The records below need to be repeated exactly, with every picture left out.

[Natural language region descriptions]
§ §

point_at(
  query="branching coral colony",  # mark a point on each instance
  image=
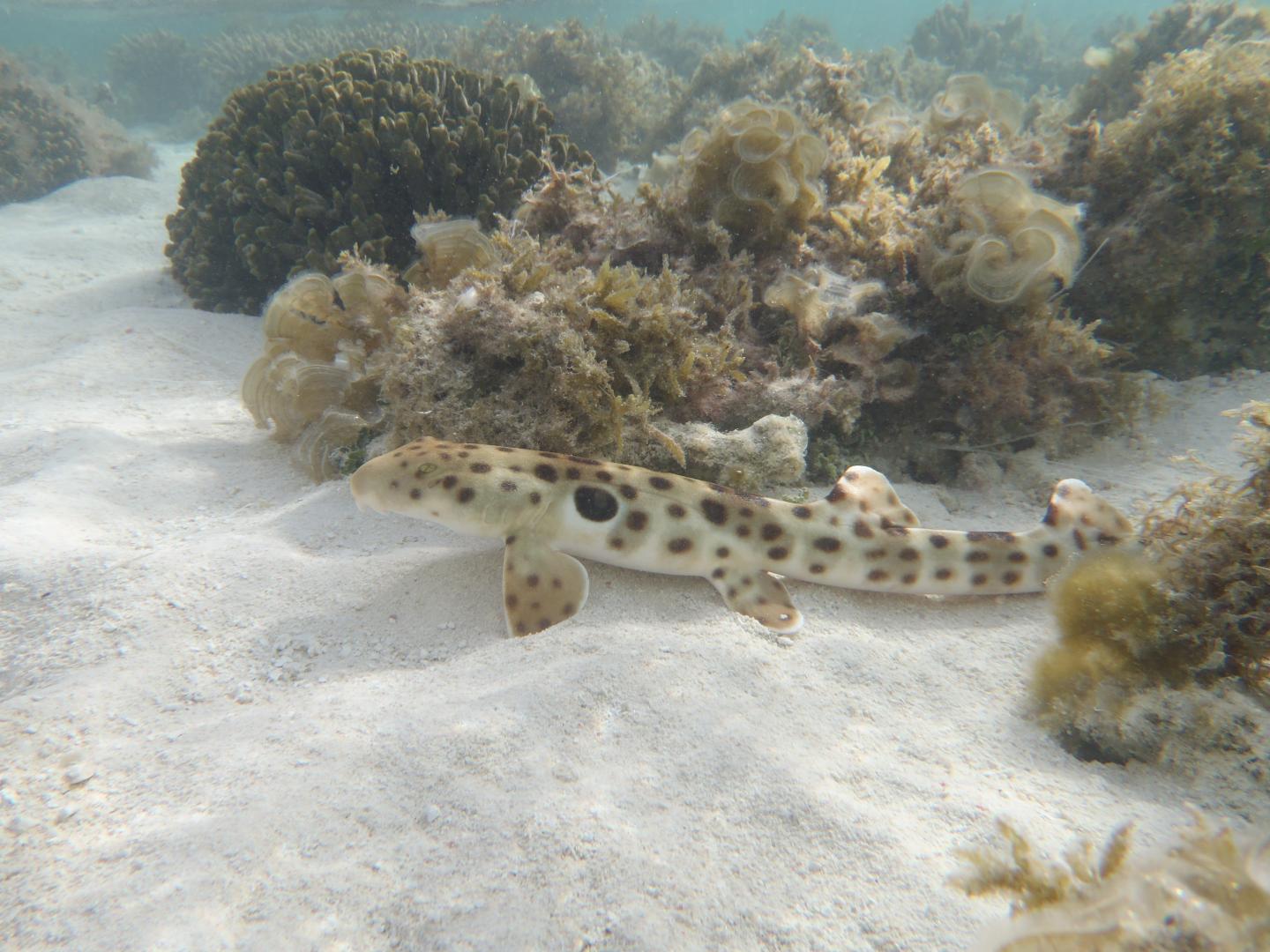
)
(839, 254)
(323, 156)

§ §

- [RESULT FOR THIS EXERCISE]:
point_at(
  query="branching coral colony",  # mark a point on each instance
  image=
)
(839, 254)
(323, 156)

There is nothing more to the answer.